§ **Texto de la página**
---------------

Una información más, para finalizar. En el resto de Europa, los transgénicos están desapareciendo por el rechazo político y social. En Alemania, el maíz transgénico Bt de Monsanto está prohibido por la constatación de que contaminaba campos vecinos, y se han encontrado restos de maíz transgénico en la miel de las abejas de la zona además de que también mataba a abejas, mariposas y otros insectos. En España, no se puede saber si por ignorancia o por corrupción de sus responsables (no se puede decir cuál de los motivos es peor), sólo de maíz, hay más de 116.000 hectáreas de cultivos transgénicos, en las que se experimenta con más de 16 variedades, y se importan millones de toneladas de soja transgénica. También se está experimentando con el cultivo de patatas transgénicas, y las mieles contaminadas por transgénicos están causando el rechazo a este producto en Europa.
Las pesadillas tienen la ventaja de que se puede despertar. En nuestro caso, no podemos despertar, porque se trata de una terrible realidad. Y si no nos enfrentamos con decisión a este envenenamiento ecológico, orgánico y mental a que nos tienen sometidos las grandes corporaciones y sus acólitos, el futuro de nuestros hijos estará gravemente comprometido.
Me voy a permitir finalizar con un comunicado emitido por el Foro Internacional Sobre Soberanía Alimentaria del año 2002.
«La Soberanía Alimentaria es el derecho de los pueblos, comunidades y países a definir sus propias políticas agrícolas, pesqueras, alimentarias y de tierra que sean ecológica, social, económica y culturalmente apropiadas a sus circunstancias únicas. Esto incluye el verdadero derecho a la alimentación y a producir los alimentos, lo que significa que todos los pueblos tienen el derecho a una alimentación sana, nutritiva y culturalmente apropiada, y a la capacidad para mantenerse a sí mismos y a sus sociedades».

---------------

[Material almacenado]
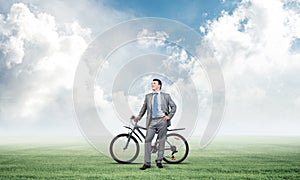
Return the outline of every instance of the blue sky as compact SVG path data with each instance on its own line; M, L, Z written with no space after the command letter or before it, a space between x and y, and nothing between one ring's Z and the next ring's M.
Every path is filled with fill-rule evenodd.
M72 100L80 57L101 33L140 17L179 21L199 34L200 49L212 52L206 58L218 61L226 85L219 135L299 135L299 12L296 0L0 0L0 135L80 135ZM143 29L136 36L168 39L169 34L164 29ZM126 65L118 58L156 47L168 49L166 55L173 59L186 57L184 51L162 42L136 42L107 60L106 67L112 68L108 79ZM176 65L188 68L184 70L199 82L199 89L210 88L201 67L170 64ZM180 75L177 78L173 84L179 86ZM144 79L141 76L136 82ZM147 83L133 87L143 87L142 93L148 88ZM166 88L180 94L172 83ZM114 113L105 87L95 91L104 114ZM130 97L129 104L138 108L142 95ZM196 129L202 132L211 94L207 91L199 97L204 113Z
M104 4L134 14L136 17L163 17L180 21L195 30L207 20L216 19L221 11L229 13L238 2L229 1L222 3L220 0L174 0L174 1L108 1Z

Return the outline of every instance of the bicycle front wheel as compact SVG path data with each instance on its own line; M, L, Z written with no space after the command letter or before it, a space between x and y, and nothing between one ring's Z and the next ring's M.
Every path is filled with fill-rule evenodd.
M135 137L128 134L117 135L110 143L111 157L118 163L133 162L140 152L140 146Z
M187 140L176 133L167 134L165 143L164 161L170 164L178 164L185 160L189 153Z

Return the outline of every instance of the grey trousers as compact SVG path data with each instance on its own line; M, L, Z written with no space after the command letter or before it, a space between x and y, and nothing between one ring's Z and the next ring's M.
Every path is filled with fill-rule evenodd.
M146 138L145 138L145 156L144 163L147 165L151 164L151 142L155 135L156 130L158 131L159 146L157 152L156 163L160 163L164 157L164 148L167 136L167 121L164 121L162 118L157 120L151 120L149 128L147 129Z

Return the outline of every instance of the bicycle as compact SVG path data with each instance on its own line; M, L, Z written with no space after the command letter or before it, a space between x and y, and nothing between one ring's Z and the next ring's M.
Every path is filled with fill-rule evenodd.
M134 116L131 117L131 122L133 118ZM128 164L132 163L138 157L140 152L139 141L142 143L142 138L145 140L145 134L141 131L141 129L147 129L145 127L139 126L137 122L134 124L133 128L129 126L124 127L129 129L129 132L119 134L114 137L110 143L109 152L116 162ZM178 164L184 161L188 156L189 145L187 140L180 134L169 133L172 131L179 131L184 129L185 128L168 129L163 158L165 162L170 164ZM156 132L156 134L157 133L158 132ZM159 138L157 137L154 144L151 146L152 153L156 153L158 151L158 145Z

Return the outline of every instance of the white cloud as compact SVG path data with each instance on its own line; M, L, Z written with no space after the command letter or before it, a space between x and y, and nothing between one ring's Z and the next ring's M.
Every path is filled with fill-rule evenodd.
M79 134L72 105L75 70L93 33L117 22L118 13L101 3L51 3L15 3L0 15L2 134ZM89 13L76 14L78 9ZM102 26L94 23L94 29L83 25L91 25L85 17L101 14L112 18L97 21Z

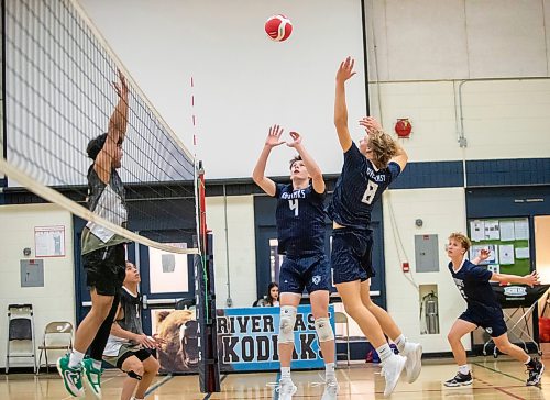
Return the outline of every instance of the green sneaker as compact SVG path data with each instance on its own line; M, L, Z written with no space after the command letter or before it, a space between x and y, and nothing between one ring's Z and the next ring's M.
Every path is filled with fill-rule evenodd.
M101 399L101 368L94 367L94 359L85 358L82 360L82 370L86 376L86 381L90 391L98 398Z
M63 382L65 384L65 389L73 397L84 397L82 388L82 369L81 367L70 368L68 366L69 355L61 357L56 365L59 375L62 376Z

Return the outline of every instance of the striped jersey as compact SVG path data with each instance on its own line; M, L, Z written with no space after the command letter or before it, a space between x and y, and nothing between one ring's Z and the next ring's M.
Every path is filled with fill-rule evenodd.
M276 185L278 253L304 255L324 253L324 198L311 184L305 189Z
M400 171L394 162L384 169L376 169L352 142L344 153L342 173L328 207L329 218L342 226L369 229L374 204Z

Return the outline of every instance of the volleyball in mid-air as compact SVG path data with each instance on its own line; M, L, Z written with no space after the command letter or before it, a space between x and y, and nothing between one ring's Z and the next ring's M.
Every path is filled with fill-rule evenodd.
M283 14L270 16L265 22L265 33L275 42L284 42L293 33L293 23Z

---------------

§ **Objetivo de la tarea**
Reproduce sin cambios el fragmento del texto sobre los transgénicos que va desde «Las pesadillas tienen» hasta «estará gravemente comprometido.», incluidas ambas partes.

§ **Solución propuesta**
Las pesadillas tienen la ventaja de que se puede despertar. En nuestro caso, no podemos despertar, porque se trata de una terrible realidad. Y si no nos enfrentamos con decisión a este envenenamiento ecológico, orgánico y mental a que nos tienen sometidos las grandes corporaciones y sus acólitos, el futuro de nuestros hijos estará gravemente comprometido.